**TASK INPUTS**
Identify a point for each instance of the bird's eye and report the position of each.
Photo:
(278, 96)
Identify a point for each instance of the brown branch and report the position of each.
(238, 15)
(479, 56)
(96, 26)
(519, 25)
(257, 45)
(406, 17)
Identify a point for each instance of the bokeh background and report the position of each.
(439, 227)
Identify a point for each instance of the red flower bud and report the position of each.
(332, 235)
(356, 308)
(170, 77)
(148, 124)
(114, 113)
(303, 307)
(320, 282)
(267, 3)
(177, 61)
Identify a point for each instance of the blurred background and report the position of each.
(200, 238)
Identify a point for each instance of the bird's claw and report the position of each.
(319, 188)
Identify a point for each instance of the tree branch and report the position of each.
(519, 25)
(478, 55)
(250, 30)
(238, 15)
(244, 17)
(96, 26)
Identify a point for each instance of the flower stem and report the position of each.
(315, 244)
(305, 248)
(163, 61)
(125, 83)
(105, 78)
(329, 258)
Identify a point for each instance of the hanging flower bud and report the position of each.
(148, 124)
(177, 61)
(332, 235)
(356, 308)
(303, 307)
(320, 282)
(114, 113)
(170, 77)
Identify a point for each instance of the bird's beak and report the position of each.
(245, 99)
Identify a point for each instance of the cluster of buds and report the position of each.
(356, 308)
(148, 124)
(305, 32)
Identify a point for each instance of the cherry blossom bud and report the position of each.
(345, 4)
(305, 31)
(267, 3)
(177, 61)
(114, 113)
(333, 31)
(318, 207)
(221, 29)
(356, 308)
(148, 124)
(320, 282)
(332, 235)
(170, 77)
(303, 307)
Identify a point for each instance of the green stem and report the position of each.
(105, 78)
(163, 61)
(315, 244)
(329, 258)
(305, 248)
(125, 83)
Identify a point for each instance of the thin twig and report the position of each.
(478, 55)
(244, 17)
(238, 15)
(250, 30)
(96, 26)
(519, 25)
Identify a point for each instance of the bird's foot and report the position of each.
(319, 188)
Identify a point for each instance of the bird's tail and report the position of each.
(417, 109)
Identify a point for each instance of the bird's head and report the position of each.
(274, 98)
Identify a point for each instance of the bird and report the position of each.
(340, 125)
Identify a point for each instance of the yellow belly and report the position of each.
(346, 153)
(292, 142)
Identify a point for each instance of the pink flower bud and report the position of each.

**AIM OF THE TASK**
Output the entire listing exactly, including each line.

**RESULT OF THIS EXERCISE**
Identify a point for each instance of the bird's eye and report the position of each.
Photo:
(278, 96)
Identify a point for each instance of the brown branch and report the position of each.
(238, 15)
(479, 56)
(96, 26)
(519, 25)
(257, 45)
(406, 17)
Identify a point for each instance of the bokeh background and report the position of each.
(439, 227)
Identify a point for each instance of the red flower bud and report the position of each.
(332, 235)
(356, 308)
(170, 77)
(148, 124)
(114, 113)
(303, 307)
(320, 282)
(267, 3)
(177, 61)
Identify a point for each instance of the blurred background and report the position of each.
(200, 238)
Identify a point for each instance of the bird's claw and report the position of each.
(319, 188)
Identify a point for each instance of the tree branch and report the position of each.
(519, 25)
(478, 55)
(250, 30)
(238, 15)
(244, 17)
(96, 26)
Identify a point for each instance of the flower stem and report the position of each.
(315, 244)
(305, 248)
(163, 61)
(125, 83)
(105, 78)
(329, 258)
Identify a point for each instance of the hanging flower bud and report the position of each.
(148, 124)
(177, 61)
(332, 235)
(356, 308)
(303, 307)
(320, 282)
(114, 113)
(170, 77)
Identify a point for each instance of the bird's beak and report the position of each.
(245, 99)
Identify a point for each instance of the cluster of buds and report the position of each.
(356, 308)
(148, 124)
(305, 32)
Identify a point for each instance of the cherry blossom bud and report the position of each.
(345, 4)
(305, 31)
(267, 3)
(177, 61)
(114, 113)
(333, 31)
(318, 207)
(221, 29)
(356, 308)
(148, 124)
(320, 282)
(332, 235)
(170, 77)
(303, 307)
Identify a point for each instance of the green stem and report the position of each.
(105, 78)
(163, 61)
(315, 244)
(329, 258)
(305, 248)
(125, 83)
Identify a point for each instance of the thin twig and report the position of each.
(478, 55)
(244, 17)
(238, 15)
(250, 30)
(96, 26)
(519, 25)
Identify a point for each instance of the bird's foot and report the position of each.
(319, 188)
Identify a point for each instance of the bird's tail and report the position of each.
(417, 109)
Identify a point for each instance of the bird's head and report the position of each.
(274, 98)
Identify a point for each instance of the bird and report the position of each.
(340, 125)
Identify a point for each instance of the yellow belly and report the position of each.
(346, 153)
(292, 142)
Identify a point for each instance of the pink flower bud and report the position of each.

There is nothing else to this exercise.